Task to complete:
Reproduce the passage from the Ashley Reyes article word for word, everything from "- Years active: 2019-present" down to "upon her departure.".

━━━ Source ━━━

- Born: 1994 or 1995 (age 31–32)
- Years active: 2019-present
- Known for: Walker, How I Met Your Father

= Ashley Reyes =

American actress

Ashley Reyes is an American actress, known for her role as Cassie Perez in The CW television series Walker.

==Early life and education==
Reyes was raised in Commack, New York, where she attended Commack High School. She went on to study acting at the London Academy of Music and Dramatic Art, graduating in 2016. She has been certified in stage combat by the British Academy of Dramatic Combat.

==Career==
In October 2019, Reyes was cast in the third season of the Starz television series American Gods in a series regular role. In November 2020, she was cast in the comedy horror film Slayers. She was cast in a recurring role in Hulu's How I Met Your Father in August 2021, before joining the cast of Walker in its second season, replacing Lindsey Morgan upon her departure.

━━━ Supplied data ━━━

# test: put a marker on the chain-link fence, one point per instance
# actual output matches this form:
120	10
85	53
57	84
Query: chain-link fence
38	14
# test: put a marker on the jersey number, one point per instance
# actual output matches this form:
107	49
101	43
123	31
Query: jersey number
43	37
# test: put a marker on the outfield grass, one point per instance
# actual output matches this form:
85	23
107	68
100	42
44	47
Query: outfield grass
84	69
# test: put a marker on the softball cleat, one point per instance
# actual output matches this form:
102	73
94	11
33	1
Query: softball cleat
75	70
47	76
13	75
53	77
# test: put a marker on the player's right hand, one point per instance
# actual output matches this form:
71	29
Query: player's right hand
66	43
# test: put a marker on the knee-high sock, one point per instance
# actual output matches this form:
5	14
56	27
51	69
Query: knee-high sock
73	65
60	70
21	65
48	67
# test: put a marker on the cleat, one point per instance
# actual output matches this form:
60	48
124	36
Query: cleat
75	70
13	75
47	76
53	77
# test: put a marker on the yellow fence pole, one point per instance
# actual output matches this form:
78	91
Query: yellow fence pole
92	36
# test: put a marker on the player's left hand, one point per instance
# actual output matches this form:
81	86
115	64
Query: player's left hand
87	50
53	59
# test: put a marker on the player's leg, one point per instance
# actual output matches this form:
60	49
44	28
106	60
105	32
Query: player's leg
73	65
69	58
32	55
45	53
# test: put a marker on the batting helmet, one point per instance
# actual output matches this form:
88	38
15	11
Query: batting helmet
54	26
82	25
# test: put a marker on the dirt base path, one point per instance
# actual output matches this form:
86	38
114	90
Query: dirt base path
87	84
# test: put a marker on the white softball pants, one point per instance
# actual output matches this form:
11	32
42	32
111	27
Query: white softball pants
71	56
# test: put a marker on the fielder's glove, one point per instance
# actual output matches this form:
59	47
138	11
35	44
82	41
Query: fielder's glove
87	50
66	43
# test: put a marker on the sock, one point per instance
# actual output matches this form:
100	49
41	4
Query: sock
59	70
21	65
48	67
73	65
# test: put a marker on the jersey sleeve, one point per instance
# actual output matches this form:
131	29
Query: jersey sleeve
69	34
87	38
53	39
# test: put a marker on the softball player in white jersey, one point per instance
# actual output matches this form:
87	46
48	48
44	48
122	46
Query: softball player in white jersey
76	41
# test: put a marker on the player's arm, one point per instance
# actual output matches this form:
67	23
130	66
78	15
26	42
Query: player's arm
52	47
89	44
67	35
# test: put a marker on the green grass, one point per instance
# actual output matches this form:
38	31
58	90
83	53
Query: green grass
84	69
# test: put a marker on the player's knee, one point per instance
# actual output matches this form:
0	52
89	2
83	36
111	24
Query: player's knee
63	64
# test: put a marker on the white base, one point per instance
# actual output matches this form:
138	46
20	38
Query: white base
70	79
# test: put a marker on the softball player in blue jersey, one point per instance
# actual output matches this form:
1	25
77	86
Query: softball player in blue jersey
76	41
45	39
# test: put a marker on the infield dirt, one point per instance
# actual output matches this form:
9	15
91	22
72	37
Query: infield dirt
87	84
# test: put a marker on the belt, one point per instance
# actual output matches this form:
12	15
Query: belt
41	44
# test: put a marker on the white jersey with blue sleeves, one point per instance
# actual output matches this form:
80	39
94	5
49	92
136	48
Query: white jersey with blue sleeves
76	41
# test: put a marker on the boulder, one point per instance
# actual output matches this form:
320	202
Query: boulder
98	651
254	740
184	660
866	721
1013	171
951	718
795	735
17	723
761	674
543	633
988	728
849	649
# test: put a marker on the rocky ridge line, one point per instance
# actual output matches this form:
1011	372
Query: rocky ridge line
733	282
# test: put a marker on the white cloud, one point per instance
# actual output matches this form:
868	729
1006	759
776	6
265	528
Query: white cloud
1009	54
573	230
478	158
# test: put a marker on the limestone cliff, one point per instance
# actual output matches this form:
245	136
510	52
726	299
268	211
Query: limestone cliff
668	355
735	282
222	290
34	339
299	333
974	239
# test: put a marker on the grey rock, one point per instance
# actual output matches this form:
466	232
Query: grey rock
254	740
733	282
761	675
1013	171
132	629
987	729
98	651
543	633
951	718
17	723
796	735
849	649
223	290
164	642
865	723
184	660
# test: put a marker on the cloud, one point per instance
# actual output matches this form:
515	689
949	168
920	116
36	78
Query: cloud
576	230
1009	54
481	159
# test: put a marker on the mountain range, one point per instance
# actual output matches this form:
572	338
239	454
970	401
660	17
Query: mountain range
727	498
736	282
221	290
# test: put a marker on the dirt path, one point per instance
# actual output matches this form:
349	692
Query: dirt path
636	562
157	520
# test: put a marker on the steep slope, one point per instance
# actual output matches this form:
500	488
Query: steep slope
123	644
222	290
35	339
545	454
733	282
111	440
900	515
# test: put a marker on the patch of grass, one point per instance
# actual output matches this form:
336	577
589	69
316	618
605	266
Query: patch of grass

━━━

Result:
- Years active: 2019-present
- Known for: Walker, How I Met Your Father

= Ashley Reyes =

American actress

Ashley Reyes is an American actress, known for her role as Cassie Perez in The CW television series Walker.

==Early life and education==
Reyes was raised in Commack, New York, where she attended Commack High School. She went on to study acting at the London Academy of Music and Dramatic Art, graduating in 2016. She has been certified in stage combat by the British Academy of Dramatic Combat.

==Career==
In October 2019, Reyes was cast in the third season of the Starz television series American Gods in a series regular role. In November 2020, she was cast in the comedy horror film Slayers. She was cast in a recurring role in Hulu's How I Met Your Father in August 2021, before joining the cast of Walker in its second season, replacing Lindsey Morgan upon her departure.